Your task - Copy out the material below line for line, changing nothing.

Stored data -

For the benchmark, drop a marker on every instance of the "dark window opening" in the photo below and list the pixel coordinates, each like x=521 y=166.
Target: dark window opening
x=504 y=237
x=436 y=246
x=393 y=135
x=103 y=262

Task solution -
For the benchmark, drop a marker on every instance of the "dark window opening" in the photo below and list the pixel coordinates, each like x=521 y=166.
Target: dark window opening
x=504 y=237
x=436 y=246
x=393 y=135
x=103 y=262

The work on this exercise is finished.